Gov. Brown Signs Bill Creating More Liquor Licenses to Boost SF Neighborhood Restaurants

Tuesday, October 3, 2017

(SACRAMENTO, CA) – Governor Jerry Brown signed a bill authored by Assemblymember Phil Ting (D-San Francisco) creating 25 new neighborhood-restricted liquor licenses for San Francisco restaurants along underdeveloped commercial corridors.

Assembly Bill (AB) 471 passed the Assembly 79-0, following a 38-0 Senate vote.

“It is gratifying to see this support for neighborhood businesses move forward.  Successful restaurants are an anchor for commerce because they create jobs, fuel foot traffic for other businesses nearby, and provide social spaces for neighbors to gather,” said Ting.  “This will provide opportunity to a new generation of restaurateurs who previously couldn't afford a license.  As we enjoy the delicious dividends, we will also help revitalize commerce in communities that need a boost.”

Last year, former Senator Mark Leno authored legislation to create the neighborhood-restricted license category and direct the state to issue five of them this year in San Francisco.  AB 471 adds 25 additional licenses so that five licenses will be issued a year in the city for the next six years.  Altogether, they will be the first new licenses to be available in San Francisco in over 70 years.

These licenses differ from regular liquor licenses in three key ways:

  • First, they are restricted to restaurants located along underserved commercial corridors that were chosen in collaboration with the city’s Invest in Neighborhoods Initiative. Restaurants along Noriega and Taraval Streets in the Sunset as well as Ocean Avenue, Mission Street in the Excelsior, Leland Street and Bayshore Avenue in Visitacion Valley, San Bruno Avenue in the Portola, and Third Street in the Bayview are eligible for the new liquor licenses;
  • Second, these licenses will cost about $13,800 instead of the nearly $300,000 that conventional liquor licenses cost on the secondary market.  Restaurants in outer neighborhoods typically lack the revenue to recoup such a large investment, placing them at a competitive disadvantage; 
  • Third, these licenses cannot be sold to a restaurant in another neighborhood.  When a license holder sells or closes his or her business, the license returns to the state’s Department of Alcoholic Beverage Control to be sold to a similarly eligible restaurant.

=== DIRECTION 1 ===
Update the records by replacing "power line" with "utility cable", leaving everything else unchanged.
The records have no connection to the text.

Annotated coordinate records
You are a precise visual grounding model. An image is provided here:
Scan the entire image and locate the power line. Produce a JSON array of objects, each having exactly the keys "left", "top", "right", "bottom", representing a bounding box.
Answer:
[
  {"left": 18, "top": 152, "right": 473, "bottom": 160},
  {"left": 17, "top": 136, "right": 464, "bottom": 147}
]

=== DIRECTION 2 ===
From the liquor license text, reproduce the passage that begins at the words "(SACRAMENTO, CA) –" and stops after "underdeveloped commercial corridors.".

=== FINAL RESULT 1 ===
You are a precise visual grounding model. An image is provided here:
Scan the entire image and locate the utility cable. Produce a JSON array of objects, each having exactly the keys "left", "top", "right", "bottom", representing a bounding box.
Answer:
[
  {"left": 18, "top": 152, "right": 473, "bottom": 160},
  {"left": 17, "top": 136, "right": 464, "bottom": 147}
]

=== FINAL RESULT 2 ===
(SACRAMENTO, CA) – Governor Jerry Brown signed a bill authored by Assemblymember Phil Ting (D-San Francisco) creating 25 new neighborhood-restricted liquor licenses for San Francisco restaurants along underdeveloped commercial corridors.